**Requests:**
(a) List every year that appears in the post on the term "spitball."
(b) Transcribe the post on the term "spitball" word for word, everything from "Re: what's a" down to "Official Baseball Guide.".

**Source text:**
Re: what's a Spitball? posted by Martin

I too learned this term from William Goldman, but I didn’t think the term originated with him. After a handy search of the online OED (thanks SPL!), my suspicions were confirmed.

And actually, the use of the term to mean a transfer of information pre-date use as a baseball term by quite a few years. In 1888, the OED attributes the following to Judge 10 Nov. 68/1 “All statements to the opposite are spit-balls at the moon.” The baseball use starts in 1905, in J.J. McGraw’s Official Baseball Guide.

The OED winds up the definition page with our current use: Spitball: “To throw out suggestions for discussion”

The first reference to the movie industry is from 1955, attributed to H. Kurnitz, from his Invasion of Privacy. “I’m just thinking out loud… Spitballing we call it in the movie business.” So, it sounds as if it’s an old Hollywood term.

Other good quotes included C. Larson, in 1976’s Muir’s Blood “‘Are you serious?’ Blixen asked. ‘I’m spitballing,’ Schreiber replied.’” Most curiously, though, we find a quote in the New Yorker from May 1977: “The spitballer won’t grow into his father’s jacket.”

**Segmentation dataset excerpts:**
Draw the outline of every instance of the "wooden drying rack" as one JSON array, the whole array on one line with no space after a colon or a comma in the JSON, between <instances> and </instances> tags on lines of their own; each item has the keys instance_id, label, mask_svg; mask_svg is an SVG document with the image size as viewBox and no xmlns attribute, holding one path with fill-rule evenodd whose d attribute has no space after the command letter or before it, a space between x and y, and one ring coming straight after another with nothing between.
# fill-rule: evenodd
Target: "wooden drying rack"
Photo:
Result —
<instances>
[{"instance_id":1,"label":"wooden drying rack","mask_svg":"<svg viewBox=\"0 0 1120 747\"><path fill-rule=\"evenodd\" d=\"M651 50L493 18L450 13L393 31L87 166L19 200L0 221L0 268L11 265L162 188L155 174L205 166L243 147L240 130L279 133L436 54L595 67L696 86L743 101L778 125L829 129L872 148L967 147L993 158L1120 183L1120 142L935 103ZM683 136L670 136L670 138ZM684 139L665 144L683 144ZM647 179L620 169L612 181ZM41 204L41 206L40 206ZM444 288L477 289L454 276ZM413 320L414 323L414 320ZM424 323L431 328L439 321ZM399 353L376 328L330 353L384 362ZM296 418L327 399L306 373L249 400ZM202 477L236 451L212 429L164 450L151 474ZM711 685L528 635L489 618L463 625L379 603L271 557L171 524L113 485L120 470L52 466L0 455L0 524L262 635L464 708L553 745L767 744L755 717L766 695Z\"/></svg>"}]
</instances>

**Expected responses:**
(a) 1888, 1905, 1955, 1976, 1977

(b)
Re: what's a Spitball? posted by Martin

I too learned this term from William Goldman, but I didn’t think the term originated with him. After a handy search of the online OED (thanks SPL!), my suspicions were confirmed.

And actually, the use of the term to mean a transfer of information pre-date use as a baseball term by quite a few years. In 1888, the OED attributes the following to Judge 10 Nov. 68/1 “All statements to the opposite are spit-balls at the moon.” The baseball use starts in 1905, in J.J. McGraw’s Official Baseball Guide.